PROVIDED PASSAGE:
The predictors for an early worse outcome were preoperative mean pulmonary artery pressure ≥ 17 mmHg and diaphragmatic paralysis. The incidence of diaphragmatic paralysis was 0.3% to 2.5% after pediatric cardiac surgery including Blalock-Taussig shunt, Fontan operation, arterial switch procedure and bidirectional Glenn shunt [21,22,23,24]. AI-Ebrahim et al. reported that patients with diaphragmatic paralysis after cardiac surgery were successfully weaned from the mechanical ventilation after the diaphragmatic plication [24]. Therefore, early diaphragmatic plication should be performed after the diagnosis of diaphragmatic paralysis using the ultrasonography or fluoroscopy for minimizing prolong hospital stay’s complication. The risk factors in other studies for mortality were right ventricular morphology, heterotaxy syndrome, prolonged cardiopulmonary bypass, and bilateral Glenn shunt. In this study, these risk factors were only shown to be significant risk factors in the univariate analysis. Kogon et al. found that right ventricular morphology was a risk factor for an adverse outcome after bidirectional Glenn operation [11]. Keizman et al. showed that the bilateral bidirectional Glenn operation had a tendency for a higher prevalence of a worse postoperative outcome, Fontan failure, and early mortality [25]. It has also been postulated that unequal blood flow arborization to both lungs and segmental hypertension are risk factors in the case of the Glenn shunt. Kogon et al. demonstrated that a prolonged cardiopulmonary bypass time was a factor for an adverse outcome [11]. Talwar et al. showed that inotropic support, duration of ventilation, ICU stay, and hospital stay were significantly less in the off-CPB group [26]. Hussain et al. reported that patients without a cardiopulmonary bypass was a safe procedure and had no neurological complications [27, 28]. The retrospective nature of this study is a limitation however the findings are indicative and a prospective study including a large number of post Glenn operation patients is warranted.

Conclusion

The presence of preoperative atrioventricular valve regurgitation, mean pulmonary arterial pressure ≥ 17 mmHg, pulmonary vascular resistance index ≥ 3.1 Wood Units·m2 and diaphragmatic paralysis were independent risk factors for mortality and an early worse outcome following a bidirectional Glenn Shunt. These factors require an aggressive management for decreasing pulmonary artery pressure and pulmonary vascular resistance prior to the Glenn shunt, the good patients’ selection for the Glenn surgery, and early management of the diaphragmatic paralysis to minimize morbidity and mortality of the Glenn operation and facilitate successful candidature for Fontan completion.

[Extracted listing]
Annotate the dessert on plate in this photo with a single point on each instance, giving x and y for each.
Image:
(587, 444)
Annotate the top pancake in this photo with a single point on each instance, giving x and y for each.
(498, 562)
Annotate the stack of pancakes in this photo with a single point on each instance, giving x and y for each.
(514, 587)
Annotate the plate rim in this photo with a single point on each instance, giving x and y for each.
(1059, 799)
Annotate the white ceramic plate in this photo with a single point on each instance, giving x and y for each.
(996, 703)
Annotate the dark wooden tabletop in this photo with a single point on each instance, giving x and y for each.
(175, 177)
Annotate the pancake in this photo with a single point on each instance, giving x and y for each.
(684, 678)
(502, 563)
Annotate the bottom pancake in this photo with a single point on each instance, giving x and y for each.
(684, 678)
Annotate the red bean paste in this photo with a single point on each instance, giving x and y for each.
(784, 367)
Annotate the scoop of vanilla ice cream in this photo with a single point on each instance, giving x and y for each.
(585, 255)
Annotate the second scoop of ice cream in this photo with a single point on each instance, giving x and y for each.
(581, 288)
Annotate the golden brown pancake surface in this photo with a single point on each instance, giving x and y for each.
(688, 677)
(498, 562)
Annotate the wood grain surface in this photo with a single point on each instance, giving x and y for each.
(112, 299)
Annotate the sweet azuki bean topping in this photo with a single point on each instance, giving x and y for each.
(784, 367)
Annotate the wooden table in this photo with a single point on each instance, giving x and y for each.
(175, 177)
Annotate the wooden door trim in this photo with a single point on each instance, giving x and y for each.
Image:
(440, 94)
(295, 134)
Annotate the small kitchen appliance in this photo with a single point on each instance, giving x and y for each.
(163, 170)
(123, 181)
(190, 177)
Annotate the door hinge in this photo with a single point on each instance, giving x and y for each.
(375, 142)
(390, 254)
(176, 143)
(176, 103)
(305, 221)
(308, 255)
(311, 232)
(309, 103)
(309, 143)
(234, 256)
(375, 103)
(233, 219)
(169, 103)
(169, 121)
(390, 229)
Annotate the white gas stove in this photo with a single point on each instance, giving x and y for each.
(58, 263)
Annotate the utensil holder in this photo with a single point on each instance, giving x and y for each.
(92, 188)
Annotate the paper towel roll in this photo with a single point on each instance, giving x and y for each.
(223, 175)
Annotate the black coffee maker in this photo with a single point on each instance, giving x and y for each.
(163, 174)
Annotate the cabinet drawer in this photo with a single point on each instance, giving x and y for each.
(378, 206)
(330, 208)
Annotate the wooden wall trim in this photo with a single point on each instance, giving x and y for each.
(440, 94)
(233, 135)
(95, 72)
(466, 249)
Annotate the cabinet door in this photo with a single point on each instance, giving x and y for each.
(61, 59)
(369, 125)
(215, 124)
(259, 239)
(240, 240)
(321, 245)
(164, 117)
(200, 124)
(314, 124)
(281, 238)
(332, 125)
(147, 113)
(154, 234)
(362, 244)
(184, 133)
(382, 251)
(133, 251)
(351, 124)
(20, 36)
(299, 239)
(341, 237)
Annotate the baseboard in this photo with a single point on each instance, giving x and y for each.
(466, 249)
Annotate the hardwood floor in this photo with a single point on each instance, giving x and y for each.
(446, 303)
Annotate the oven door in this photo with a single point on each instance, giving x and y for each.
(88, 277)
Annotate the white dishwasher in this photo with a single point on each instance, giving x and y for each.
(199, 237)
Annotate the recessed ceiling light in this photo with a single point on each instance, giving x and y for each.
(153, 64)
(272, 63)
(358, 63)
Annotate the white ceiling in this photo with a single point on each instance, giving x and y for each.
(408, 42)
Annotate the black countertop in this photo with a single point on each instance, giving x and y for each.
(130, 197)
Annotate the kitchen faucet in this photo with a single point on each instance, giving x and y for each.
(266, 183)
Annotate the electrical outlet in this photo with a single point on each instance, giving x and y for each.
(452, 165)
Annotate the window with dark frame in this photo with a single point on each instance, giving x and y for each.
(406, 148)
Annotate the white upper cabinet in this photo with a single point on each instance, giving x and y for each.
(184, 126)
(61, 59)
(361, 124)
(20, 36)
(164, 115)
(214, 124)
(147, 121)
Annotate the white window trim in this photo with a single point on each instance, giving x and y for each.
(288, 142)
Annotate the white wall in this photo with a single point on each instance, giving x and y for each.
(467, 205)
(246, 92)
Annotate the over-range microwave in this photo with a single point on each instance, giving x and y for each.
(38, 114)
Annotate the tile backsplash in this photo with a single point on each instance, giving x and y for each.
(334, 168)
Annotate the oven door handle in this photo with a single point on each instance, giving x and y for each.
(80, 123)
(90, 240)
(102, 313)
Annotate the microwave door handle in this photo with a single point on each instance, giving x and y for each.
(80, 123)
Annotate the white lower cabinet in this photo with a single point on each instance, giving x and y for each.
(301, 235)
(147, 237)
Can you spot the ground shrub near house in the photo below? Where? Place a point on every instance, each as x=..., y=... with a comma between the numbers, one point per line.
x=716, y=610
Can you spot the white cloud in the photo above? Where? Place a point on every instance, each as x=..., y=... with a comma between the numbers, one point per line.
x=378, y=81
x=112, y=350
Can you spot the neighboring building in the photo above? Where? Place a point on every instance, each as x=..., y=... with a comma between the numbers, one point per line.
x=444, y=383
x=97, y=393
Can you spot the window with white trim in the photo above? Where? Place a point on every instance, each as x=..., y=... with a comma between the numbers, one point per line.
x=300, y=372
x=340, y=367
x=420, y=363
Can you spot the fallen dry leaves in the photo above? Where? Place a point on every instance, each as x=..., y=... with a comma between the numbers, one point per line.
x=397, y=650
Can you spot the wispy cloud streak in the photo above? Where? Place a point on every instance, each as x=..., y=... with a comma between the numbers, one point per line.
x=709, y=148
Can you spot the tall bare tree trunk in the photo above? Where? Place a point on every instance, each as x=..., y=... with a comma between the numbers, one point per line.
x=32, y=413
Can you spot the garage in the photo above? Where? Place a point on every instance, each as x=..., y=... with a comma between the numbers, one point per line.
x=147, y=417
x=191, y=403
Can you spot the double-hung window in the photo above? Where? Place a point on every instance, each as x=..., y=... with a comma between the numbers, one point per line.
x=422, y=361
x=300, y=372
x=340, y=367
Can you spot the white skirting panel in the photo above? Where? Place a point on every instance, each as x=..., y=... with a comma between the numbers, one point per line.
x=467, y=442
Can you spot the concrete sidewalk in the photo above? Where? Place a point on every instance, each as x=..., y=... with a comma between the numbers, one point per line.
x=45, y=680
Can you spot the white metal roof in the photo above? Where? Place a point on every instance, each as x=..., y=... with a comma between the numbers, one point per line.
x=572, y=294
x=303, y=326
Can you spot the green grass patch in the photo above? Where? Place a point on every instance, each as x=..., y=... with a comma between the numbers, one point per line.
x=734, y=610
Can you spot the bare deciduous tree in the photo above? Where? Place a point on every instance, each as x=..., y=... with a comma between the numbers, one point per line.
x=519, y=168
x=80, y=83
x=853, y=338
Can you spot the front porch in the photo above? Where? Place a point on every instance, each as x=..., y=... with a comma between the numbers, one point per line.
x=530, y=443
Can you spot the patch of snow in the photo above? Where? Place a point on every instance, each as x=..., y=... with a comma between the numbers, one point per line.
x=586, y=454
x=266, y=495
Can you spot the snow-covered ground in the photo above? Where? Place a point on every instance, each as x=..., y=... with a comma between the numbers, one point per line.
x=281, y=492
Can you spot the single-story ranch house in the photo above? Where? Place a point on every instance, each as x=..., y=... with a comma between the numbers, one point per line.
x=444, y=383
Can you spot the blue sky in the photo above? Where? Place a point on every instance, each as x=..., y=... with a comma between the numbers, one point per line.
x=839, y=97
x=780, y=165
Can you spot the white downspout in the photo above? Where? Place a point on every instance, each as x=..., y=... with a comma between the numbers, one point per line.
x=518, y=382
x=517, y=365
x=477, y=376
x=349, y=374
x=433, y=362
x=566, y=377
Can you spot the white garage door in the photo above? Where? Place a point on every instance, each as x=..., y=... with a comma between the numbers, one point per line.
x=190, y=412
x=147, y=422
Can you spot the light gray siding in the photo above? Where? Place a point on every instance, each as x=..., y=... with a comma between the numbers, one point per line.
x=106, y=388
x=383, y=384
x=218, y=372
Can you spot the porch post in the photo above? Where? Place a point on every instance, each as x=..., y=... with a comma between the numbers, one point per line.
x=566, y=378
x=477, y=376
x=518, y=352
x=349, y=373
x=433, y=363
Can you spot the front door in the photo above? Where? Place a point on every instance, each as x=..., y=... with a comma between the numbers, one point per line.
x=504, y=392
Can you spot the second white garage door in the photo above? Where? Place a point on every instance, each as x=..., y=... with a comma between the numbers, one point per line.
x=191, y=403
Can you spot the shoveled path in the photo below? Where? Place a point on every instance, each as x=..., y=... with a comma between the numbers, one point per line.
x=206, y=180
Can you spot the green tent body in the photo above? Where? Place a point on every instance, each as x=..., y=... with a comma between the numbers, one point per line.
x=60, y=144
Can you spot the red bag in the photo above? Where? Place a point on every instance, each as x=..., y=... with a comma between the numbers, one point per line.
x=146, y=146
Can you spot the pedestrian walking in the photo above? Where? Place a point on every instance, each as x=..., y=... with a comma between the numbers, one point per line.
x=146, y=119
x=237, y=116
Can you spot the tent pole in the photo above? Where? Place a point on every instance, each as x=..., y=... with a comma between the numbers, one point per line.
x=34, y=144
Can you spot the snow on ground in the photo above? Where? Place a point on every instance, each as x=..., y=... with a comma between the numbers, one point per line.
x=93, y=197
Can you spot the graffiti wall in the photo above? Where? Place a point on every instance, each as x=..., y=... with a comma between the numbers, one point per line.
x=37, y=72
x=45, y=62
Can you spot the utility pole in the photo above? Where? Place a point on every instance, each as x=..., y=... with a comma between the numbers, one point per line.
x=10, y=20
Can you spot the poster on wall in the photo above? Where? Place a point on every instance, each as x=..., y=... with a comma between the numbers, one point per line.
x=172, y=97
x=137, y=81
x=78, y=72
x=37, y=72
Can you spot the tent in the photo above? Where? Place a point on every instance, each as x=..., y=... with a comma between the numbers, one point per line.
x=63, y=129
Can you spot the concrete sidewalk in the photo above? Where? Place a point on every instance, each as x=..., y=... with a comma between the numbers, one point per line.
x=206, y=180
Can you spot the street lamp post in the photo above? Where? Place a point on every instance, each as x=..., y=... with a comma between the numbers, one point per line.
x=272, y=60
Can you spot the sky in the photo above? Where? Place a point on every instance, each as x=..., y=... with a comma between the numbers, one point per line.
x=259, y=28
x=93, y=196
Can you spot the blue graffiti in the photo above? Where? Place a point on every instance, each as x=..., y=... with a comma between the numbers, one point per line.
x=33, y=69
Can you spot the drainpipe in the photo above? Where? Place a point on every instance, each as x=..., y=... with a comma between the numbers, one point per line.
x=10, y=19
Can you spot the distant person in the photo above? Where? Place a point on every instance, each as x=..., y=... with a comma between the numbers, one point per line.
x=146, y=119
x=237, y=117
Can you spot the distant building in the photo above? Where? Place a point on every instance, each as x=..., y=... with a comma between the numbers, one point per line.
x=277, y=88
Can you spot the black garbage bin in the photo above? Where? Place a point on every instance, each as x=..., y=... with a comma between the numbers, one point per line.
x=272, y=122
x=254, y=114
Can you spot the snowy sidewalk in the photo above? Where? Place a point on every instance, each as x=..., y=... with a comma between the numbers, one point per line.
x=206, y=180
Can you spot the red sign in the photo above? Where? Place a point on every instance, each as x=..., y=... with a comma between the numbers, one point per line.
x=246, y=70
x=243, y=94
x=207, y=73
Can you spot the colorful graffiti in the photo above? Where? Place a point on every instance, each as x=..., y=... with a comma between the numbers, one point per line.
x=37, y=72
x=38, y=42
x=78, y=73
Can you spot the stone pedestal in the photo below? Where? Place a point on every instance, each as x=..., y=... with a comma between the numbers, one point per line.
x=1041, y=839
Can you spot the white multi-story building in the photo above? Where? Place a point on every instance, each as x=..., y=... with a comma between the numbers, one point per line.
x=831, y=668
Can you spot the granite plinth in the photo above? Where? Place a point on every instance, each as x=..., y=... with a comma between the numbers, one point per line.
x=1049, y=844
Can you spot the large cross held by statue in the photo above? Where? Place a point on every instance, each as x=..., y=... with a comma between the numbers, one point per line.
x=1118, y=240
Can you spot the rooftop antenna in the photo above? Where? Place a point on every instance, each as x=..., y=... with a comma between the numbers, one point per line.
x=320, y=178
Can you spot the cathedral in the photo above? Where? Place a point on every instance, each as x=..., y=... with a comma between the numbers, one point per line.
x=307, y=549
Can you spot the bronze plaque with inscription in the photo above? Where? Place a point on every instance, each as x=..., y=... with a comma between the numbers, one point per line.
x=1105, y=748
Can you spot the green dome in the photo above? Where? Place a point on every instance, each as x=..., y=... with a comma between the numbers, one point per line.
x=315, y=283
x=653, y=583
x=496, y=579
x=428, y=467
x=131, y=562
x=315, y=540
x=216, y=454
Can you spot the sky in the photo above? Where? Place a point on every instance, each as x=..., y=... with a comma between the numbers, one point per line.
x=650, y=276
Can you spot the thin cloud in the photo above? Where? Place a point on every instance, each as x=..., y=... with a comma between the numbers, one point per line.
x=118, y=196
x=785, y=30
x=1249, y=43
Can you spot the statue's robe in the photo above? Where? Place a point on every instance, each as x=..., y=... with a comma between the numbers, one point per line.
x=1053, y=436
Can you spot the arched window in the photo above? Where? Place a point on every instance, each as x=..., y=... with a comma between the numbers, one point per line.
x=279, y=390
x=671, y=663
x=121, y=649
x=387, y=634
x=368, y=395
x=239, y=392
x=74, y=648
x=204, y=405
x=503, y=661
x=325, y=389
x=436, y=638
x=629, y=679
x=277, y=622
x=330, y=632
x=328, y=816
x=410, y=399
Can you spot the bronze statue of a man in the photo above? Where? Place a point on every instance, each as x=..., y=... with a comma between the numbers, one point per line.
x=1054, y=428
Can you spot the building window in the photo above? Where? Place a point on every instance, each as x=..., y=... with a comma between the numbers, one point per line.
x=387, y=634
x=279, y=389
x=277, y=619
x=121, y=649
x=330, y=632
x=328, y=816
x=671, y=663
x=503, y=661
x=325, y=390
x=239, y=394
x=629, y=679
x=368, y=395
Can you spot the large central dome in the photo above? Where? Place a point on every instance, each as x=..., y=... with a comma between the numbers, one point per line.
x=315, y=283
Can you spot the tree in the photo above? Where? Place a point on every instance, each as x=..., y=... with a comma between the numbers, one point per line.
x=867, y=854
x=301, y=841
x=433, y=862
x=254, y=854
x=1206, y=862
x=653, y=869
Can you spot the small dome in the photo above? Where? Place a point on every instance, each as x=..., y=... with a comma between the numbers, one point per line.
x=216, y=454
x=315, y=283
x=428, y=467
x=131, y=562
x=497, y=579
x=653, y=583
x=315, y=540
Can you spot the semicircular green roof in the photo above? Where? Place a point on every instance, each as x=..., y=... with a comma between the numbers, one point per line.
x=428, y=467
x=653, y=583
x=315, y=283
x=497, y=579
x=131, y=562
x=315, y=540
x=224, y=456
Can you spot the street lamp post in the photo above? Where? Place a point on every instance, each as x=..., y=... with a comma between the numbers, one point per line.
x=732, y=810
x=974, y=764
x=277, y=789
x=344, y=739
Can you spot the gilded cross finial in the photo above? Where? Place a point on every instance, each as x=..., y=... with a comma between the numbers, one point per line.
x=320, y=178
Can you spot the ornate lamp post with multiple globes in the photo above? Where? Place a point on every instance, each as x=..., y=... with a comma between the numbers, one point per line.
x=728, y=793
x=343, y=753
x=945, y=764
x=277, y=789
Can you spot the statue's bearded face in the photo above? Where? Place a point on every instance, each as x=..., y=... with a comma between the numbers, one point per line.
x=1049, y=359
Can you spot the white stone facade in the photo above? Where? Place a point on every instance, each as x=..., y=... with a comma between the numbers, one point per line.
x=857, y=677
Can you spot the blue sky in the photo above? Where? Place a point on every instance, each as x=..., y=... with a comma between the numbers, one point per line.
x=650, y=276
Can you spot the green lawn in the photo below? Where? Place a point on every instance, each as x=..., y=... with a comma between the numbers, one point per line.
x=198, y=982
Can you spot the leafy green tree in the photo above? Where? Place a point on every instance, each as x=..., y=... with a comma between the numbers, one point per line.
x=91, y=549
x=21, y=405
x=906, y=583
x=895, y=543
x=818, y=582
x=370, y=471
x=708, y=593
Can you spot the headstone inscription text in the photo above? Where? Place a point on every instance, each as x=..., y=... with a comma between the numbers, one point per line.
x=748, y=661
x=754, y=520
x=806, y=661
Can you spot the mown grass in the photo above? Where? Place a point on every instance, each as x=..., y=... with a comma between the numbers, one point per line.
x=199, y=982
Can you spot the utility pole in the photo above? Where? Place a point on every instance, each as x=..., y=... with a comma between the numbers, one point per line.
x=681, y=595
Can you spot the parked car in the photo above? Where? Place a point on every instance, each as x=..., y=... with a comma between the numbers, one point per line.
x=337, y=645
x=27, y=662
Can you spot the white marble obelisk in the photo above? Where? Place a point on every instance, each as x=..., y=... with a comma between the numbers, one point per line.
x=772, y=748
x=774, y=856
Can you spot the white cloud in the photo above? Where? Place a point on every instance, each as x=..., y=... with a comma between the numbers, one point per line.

REQUIRED ACTION 1:
What incidence of diaphragmatic paralysis after pediatric cardiac surgery does the Glenn shunt passage report?
REQUIRED ACTION 2:
Echo everything in the Glenn shunt passage from "The presence of" down to "for Fontan completion.".

TASK RESPONSE 1:
0.3% to 2.5%

TASK RESPONSE 2:
The presence of preoperative atrioventricular valve regurgitation, mean pulmonary arterial pressure ≥ 17 mmHg, pulmonary vascular resistance index ≥ 3.1 Wood Units·m2 and diaphragmatic paralysis were independent risk factors for mortality and an early worse outcome following a bidirectional Glenn Shunt. These factors require an aggressive management for decreasing pulmonary artery pressure and pulmonary vascular resistance prior to the Glenn shunt, the good patients’ selection for the Glenn surgery, and early management of the diaphragmatic paralysis to minimize morbidity and mortality of the Glenn operation and facilitate successful candidature for Fontan completion.